Problem to work on → Render each line of the records below as a numbered list, omitting any blank lines.

Raw records →
_ _ _ _
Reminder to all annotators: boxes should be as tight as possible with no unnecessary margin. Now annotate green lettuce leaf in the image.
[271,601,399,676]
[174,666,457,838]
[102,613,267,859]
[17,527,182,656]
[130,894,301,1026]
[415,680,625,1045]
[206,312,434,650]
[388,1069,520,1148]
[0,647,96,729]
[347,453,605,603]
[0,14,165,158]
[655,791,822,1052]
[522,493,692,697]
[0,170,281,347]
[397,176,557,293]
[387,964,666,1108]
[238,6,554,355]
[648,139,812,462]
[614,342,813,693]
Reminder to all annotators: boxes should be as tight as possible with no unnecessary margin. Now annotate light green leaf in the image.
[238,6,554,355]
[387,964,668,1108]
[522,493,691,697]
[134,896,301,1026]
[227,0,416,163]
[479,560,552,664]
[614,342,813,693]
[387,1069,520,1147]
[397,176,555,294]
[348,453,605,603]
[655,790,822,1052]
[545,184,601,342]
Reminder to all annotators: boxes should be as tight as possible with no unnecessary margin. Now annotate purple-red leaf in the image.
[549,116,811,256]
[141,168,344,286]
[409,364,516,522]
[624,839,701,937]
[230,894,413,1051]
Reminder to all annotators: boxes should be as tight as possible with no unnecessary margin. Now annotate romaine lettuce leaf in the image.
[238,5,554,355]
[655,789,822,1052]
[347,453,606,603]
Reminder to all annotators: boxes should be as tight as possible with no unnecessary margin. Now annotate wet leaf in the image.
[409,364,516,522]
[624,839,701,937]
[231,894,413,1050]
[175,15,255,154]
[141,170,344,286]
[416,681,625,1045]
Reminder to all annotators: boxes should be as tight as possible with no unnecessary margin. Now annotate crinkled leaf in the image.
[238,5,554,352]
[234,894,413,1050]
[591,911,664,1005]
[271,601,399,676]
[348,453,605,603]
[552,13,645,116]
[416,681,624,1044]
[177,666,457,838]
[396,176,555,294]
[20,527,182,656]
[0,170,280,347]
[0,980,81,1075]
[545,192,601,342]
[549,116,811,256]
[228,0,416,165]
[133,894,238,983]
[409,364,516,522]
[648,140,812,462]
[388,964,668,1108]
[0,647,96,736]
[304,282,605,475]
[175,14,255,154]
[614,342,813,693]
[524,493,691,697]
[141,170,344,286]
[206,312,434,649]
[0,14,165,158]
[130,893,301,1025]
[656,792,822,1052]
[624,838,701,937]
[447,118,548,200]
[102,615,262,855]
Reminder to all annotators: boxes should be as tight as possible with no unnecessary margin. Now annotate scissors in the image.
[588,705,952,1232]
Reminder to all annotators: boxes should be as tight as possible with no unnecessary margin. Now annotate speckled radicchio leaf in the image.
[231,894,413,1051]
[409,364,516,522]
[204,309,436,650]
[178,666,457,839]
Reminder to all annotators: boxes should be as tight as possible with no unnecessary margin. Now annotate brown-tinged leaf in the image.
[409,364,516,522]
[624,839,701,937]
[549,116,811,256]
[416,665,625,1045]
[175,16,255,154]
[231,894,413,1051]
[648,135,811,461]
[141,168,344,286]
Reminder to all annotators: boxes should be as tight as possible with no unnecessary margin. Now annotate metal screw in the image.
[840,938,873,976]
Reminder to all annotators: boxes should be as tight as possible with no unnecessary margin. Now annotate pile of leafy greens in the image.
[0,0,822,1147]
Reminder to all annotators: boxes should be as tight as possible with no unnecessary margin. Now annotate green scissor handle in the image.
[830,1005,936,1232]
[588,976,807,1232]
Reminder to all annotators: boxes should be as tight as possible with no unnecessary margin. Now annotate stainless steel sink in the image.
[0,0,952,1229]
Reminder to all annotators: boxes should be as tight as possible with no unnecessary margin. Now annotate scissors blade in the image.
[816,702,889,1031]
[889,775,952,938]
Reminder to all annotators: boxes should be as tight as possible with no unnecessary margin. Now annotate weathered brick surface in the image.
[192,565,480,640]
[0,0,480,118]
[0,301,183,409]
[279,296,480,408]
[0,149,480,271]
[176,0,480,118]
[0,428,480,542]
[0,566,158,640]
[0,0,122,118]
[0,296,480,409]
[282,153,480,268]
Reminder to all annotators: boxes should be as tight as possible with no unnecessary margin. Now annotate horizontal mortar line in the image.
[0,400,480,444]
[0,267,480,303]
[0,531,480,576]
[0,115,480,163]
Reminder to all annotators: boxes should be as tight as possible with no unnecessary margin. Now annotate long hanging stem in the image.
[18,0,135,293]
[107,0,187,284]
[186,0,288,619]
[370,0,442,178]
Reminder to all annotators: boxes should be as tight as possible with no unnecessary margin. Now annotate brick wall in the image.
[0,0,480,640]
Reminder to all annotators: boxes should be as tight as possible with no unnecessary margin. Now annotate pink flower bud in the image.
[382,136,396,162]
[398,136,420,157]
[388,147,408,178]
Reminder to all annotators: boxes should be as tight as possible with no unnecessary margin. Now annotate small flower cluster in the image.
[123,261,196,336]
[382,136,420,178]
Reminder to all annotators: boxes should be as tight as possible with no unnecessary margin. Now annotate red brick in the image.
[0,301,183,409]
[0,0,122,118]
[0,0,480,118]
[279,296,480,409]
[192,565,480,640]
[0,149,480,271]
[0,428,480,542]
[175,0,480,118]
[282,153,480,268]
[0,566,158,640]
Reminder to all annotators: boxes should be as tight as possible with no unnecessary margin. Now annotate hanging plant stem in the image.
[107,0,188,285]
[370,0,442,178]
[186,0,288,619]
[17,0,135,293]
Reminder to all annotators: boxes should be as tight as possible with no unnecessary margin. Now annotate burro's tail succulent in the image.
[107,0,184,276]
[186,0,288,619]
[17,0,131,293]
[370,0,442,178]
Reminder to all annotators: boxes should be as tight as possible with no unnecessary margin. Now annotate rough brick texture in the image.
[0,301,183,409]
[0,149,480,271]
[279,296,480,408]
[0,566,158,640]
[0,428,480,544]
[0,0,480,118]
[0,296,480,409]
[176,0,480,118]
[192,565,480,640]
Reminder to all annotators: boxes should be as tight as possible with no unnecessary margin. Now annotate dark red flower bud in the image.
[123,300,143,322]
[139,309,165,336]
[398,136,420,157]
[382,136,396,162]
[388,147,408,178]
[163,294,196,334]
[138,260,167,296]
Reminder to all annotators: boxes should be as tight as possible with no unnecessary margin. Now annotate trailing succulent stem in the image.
_ _ _ _
Result below →
1. Reminder to all annotators: boxes should be as tight as possible with no unnecessary margin. Now annotate green lettuce leaf in the image.
2. [271,601,399,676]
3. [174,666,457,838]
4. [102,613,267,859]
5. [17,527,182,656]
6. [130,894,301,1026]
7. [415,680,625,1045]
8. [206,312,434,650]
9. [388,1069,520,1148]
10. [0,647,96,729]
11. [347,453,605,603]
12. [0,14,165,158]
13. [655,791,822,1052]
14. [522,493,692,697]
15. [0,170,281,347]
16. [397,176,557,293]
17. [387,964,666,1108]
18. [238,6,554,355]
19. [648,139,812,462]
20. [614,342,813,693]
21. Reminder to all annotators: boxes should be as tight as possible with no unnecessary margin. Now annotate light green leaf in the image.
22. [238,6,554,355]
23. [387,964,668,1108]
24. [522,493,691,697]
25. [134,896,301,1026]
26. [227,0,416,163]
27. [479,560,552,664]
28. [614,342,813,693]
29. [387,1069,520,1147]
30. [397,176,555,294]
31. [348,453,605,603]
32. [655,790,822,1052]
33. [545,184,601,342]
34. Reminder to all annotators: boxes should be as tight as possible with no unnecessary margin. Now annotate purple-red leaf in the image.
35. [549,116,811,256]
36. [141,168,344,286]
37. [409,364,516,522]
38. [624,839,701,937]
39. [230,894,413,1051]
40. Reminder to all annotators: boxes should be as tight as possible with no unnecessary margin. Now annotate romaine lettuce leaf in the image.
41. [238,5,554,355]
42. [655,789,822,1052]
43. [347,453,606,603]
44. Reminder to all annotators: boxes should be as tight as possible with no unnecessary margin. Now annotate wet leaf in the image.
45. [409,364,516,522]
46. [624,839,701,937]
47. [231,894,413,1050]
48. [175,15,255,154]
49. [141,170,344,286]
50. [416,681,625,1045]
51. Reminder to all annotators: boxes should be as tight as possible with no unnecessary margin. Now annotate crinkled leaf in the image.
52. [238,5,554,352]
53. [234,894,413,1050]
54. [591,911,664,1005]
55. [271,601,399,676]
56. [348,453,605,603]
57. [552,13,645,116]
58. [416,681,624,1044]
59. [177,666,457,838]
60. [396,176,555,294]
61. [20,527,182,656]
62. [0,170,280,347]
63. [0,980,81,1075]
64. [545,192,601,342]
65. [549,116,811,256]
66. [228,0,416,165]
67. [133,894,238,983]
68. [409,364,516,522]
69. [648,140,812,462]
70. [388,964,668,1108]
71. [0,647,96,736]
72. [304,282,605,475]
73. [175,14,255,154]
74. [614,342,813,693]
75. [524,493,691,697]
76. [141,170,344,286]
77. [206,312,434,649]
78. [0,14,165,158]
79. [130,893,301,1025]
80. [656,792,822,1052]
81. [624,838,701,937]
82. [447,118,548,200]
83. [102,615,262,855]
84. Reminder to all annotators: boxes should be as tight as possible with no unnecessary margin. Now annotate scissors in the image.
85. [588,705,952,1232]
86. Reminder to all annotators: boxes should be as tight as possible with no unnecessary margin. Now annotate speckled radicchio leaf in the image.
87. [231,894,413,1051]
88. [409,364,516,522]
89. [204,309,436,650]
90. [178,666,457,839]
91. Reminder to all annotators: boxes should be as tight as possible with no unnecessary margin. Now annotate brown-tinged leaf in the image.
92. [409,364,516,522]
93. [624,839,701,937]
94. [549,116,811,256]
95. [416,665,625,1045]
96. [175,16,255,154]
97. [231,894,413,1051]
98. [648,135,811,461]
99. [141,168,344,286]
100. Reminder to all annotators: boxes should be as tight as possible with no unnecessary margin. Now annotate metal screw in the image.
101. [840,938,873,976]
102. Reminder to all annotators: boxes should be as tight as possible with no unnecessary margin. Now annotate pile of leafy greens in the image.
103. [0,0,822,1147]
104. Reminder to all annotators: boxes should be as tight as possible with no unnecessary margin. Now annotate green scissor handle in the image.
105. [830,1005,936,1232]
106. [588,976,807,1232]
107. Reminder to all annotators: boxes should be as tight as possible with no unnecessary margin. Now annotate stainless steel sink in the image.
108. [0,0,952,1229]
109. Reminder to all annotators: boxes should be as tight as possible with no unnecessary margin. Now annotate scissors blade in the image.
110. [816,702,889,1031]
111. [889,775,952,938]
112. Reminder to all annotators: boxes should be as tight as possible with no unnecessary margin. Now annotate weathered brick surface in the image.
113. [192,565,480,640]
114. [0,0,480,118]
115. [0,301,183,409]
116. [279,296,480,408]
117. [0,149,480,271]
118. [176,0,480,118]
119. [0,428,480,542]
120. [0,566,158,640]
121. [0,0,122,118]
122. [0,296,480,409]
123. [282,153,480,268]
124. Reminder to all annotators: boxes should be as tight as possible with no unnecessary margin. Now annotate horizontal mortar line in the image.
125. [0,400,480,444]
126. [0,267,480,303]
127. [0,531,480,576]
128. [0,115,480,163]
129. Reminder to all annotators: boxes should be as tight as possible with no unnecessary margin. Now annotate long hanging stem in the image.
130. [18,0,135,293]
131. [107,0,187,284]
132. [186,0,288,619]
133. [370,0,442,178]
134. Reminder to all annotators: boxes should be as tight as possible with no unnecessary margin. Now annotate brick wall in the image.
135. [0,0,480,640]
136. Reminder to all annotators: boxes should be as tight as possible with no unnecessary margin. Now annotate pink flower bud in the image.
137. [382,136,396,162]
138. [398,136,420,157]
139. [388,147,408,178]
140. Reminder to all annotators: boxes should be as tight as possible with no unnecessary margin. Now annotate small flower cluster in the image.
141. [123,261,196,336]
142. [382,136,420,178]
143. Reminder to all annotators: boxes should be as tight as possible with no unnecessary margin. Now annotate red brick in the image.
144. [0,301,183,409]
145. [0,0,122,118]
146. [0,0,480,118]
147. [279,296,480,409]
148. [192,565,480,640]
149. [0,149,480,271]
150. [0,428,480,542]
151. [175,0,480,118]
152. [282,153,480,268]
153. [0,566,158,640]
154. Reminder to all annotators: boxes should be as tight as possible with no unnecessary margin. Now annotate hanging plant stem in the image.
155. [107,0,188,285]
156. [370,0,442,178]
157. [186,0,288,619]
158. [17,0,135,293]
159. Reminder to all annotators: boxes should be as tight as possible with no unnecessary margin. Now annotate burro's tail succulent in the image.
160. [107,0,184,276]
161. [186,0,288,619]
162. [17,0,131,293]
163. [370,0,442,178]
164. Reminder to all annotators: boxes should be as tight as possible with no unnecessary margin. Now annotate rough brick texture in the image.
165. [0,301,183,409]
166. [0,149,480,271]
167. [279,296,480,408]
168. [0,566,158,640]
169. [0,428,480,544]
170. [0,0,480,118]
171. [0,296,480,409]
172. [176,0,480,118]
173. [192,565,480,640]
174. Reminder to all annotators: boxes should be as tight as possible with no unnecessary margin. Now annotate dark red flower bud in the image.
175. [123,300,143,322]
176. [139,309,165,336]
177. [398,136,420,157]
178. [382,136,396,162]
179. [388,147,408,178]
180. [163,294,196,334]
181. [138,260,167,296]
182. Reminder to all annotators: boxes should be as tight as possible with no unnecessary margin. Now annotate trailing succulent stem in the image.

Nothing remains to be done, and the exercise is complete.